Les pays du Sahel font actuellement face à des défis économiques d’une rare gravité. Ils sont pour la plupart des PMA (Pays Moins Avancés), avec des économies faiblement diversifiées, semi-arides et enclavées. La région détient le record mondial de fécondité et de croissance démographique. Les jeunes, qui représentent plus de 65% de la population, y sont majoritairement soit au chômage soit en sous-emploi. L’incidence de la pauvreté y est parmi les plus élevées au monde, avec plus de 80% de la population vivant avec moins de 2$ par jour. Le niveau d’insécurité augmente en même temps que le djihadisme, alimentant la violence intercommunautaire. 

 

Si les faiblesses institutionnelles constituent la principale explication à cette crise - une gouvernance approximative et des États sans beaucoup de levier - les difficultés économiques jouent un rôle amplificateur non négligeable. Une transformation économique radicale, couplée à une application de règles de gouvernance plus inclusives seront nécessaires pour éviter une désintégration des États.

 

Une crise sécuritaire qui se métastase très rapidement

 

Depuis la fin de la crise libyenne en 2011, les pays du Sahel sont entrés dans un cycle de violence de différentes sortes : violences communautaires, turbulences politiques, coups d’État, rébellions armées, etc. En effet, la guerre civile libyenne de 2011 a permis l’infiltration dans le Sahel d’anciens mercenaires africains en Libye, facilitée par des milices basées en Afrique du Nord et au Nigeria.

LIGNES FOURNIES ->

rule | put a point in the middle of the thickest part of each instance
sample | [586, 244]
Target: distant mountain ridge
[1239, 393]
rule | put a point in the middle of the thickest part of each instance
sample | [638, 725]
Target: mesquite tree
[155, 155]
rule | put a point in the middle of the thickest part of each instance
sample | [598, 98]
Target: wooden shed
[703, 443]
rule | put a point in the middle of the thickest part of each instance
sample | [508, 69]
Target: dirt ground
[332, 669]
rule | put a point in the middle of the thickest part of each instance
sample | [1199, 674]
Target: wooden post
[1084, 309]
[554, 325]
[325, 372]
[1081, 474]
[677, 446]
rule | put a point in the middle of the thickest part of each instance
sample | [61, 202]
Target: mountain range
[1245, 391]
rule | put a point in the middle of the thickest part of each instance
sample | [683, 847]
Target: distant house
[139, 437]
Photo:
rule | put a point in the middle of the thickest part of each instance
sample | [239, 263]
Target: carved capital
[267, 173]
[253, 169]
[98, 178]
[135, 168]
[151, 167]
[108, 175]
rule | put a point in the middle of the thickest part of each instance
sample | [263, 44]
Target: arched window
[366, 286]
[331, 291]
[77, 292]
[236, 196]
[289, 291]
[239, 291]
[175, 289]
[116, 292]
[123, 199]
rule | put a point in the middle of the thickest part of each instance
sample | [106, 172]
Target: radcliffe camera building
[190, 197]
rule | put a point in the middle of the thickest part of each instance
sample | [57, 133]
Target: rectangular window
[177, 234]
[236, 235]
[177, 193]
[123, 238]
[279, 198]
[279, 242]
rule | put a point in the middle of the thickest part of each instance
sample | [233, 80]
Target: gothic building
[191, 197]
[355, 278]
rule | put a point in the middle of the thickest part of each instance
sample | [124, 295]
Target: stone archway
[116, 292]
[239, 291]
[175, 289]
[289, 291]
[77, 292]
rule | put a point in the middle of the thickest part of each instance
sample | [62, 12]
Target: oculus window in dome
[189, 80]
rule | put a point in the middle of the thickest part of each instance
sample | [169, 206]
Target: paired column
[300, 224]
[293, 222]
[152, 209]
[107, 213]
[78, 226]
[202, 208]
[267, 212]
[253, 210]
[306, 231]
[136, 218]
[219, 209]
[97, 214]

DÉFI 1 -> D'après l'extrait sur le Sahel, quelle part de la population les jeunes représentent-ils ?
DÉFI 2 -> Écrivez la suite de l'extrait sur la crise au Sahel, en reprenant juste après sa dernière phrase.

RÉSULTAT DE L'EXERCICE 1 -> Plus de 65 % de la population.

RÉSULTAT DE L'EXERCICE 2 ->
 

Le Mali a été l’un des tout premiers pays à connaître une longue crise sécuritaire, datant de 2011. Un certain nombre de groupes terroristes, dont les principaux sont Al-Qaïda au Maghreb Islamique (AQMI), Ançar Dine et le Mouvement pour l’Unicité et le Jihad en Afrique de l’Ouest (MUJAO) ont, peu à peu, conquis les grandes villes du nord, pour finalement occuper les deux tiers du territoire national. Progressivement, d’autres pays ont été gangrénés par la terreur des djihadistes. Par exemple, ces derniers occupent environ 50% du territoire burkinabé, selon certaines estimations.

 

Les données ACLED (Armed Conflict Location and Event Data) permettent d’avoir une vision et un suivi assez précis de l’évolution et de la propagation des conflits dans le Sahel. Ces données recensent, en effet, les différentes manifestations (événements) de violence, affectant les pays de la sous-région et les classent en six grandes catégories, selon le degré de gravité :

 

Les confrontations armées opposant différents belligérants, Les événements impliquant l’utilisation de matériels lourds (comme l’artillerie),

Les violences exercées contre les civils,

Les manifestations non violentes,

Les émeutes et pillages de biens,

Les incidents mineurs comme les arrestations et turbulences politiques légères.

 

Entre 2011et 2023, le cumul du nombre d’incidents (toutes catégories confondues) est passé, pour les six pays du Sahel (Burkina Faso, Mali, Mauritanie, Niger, Sénégal, Tchad), de 244 à 27827, soit une multiplication par un facteur de plus de 114. Le pays le plus affecté est incontestablement le Mali, qui enregistre, en 2023, un cumul d’incidents de 9937, soit presque 36% du total des incidents enregistrés au Sahel. Il est immédiatement suivi par le Burkina Faso (9933 incidents). Et puis, arrivent dans l’ordre, le Niger (3581), la Mauritanie (1643), le Sénégal (1433), le Tchad (1300).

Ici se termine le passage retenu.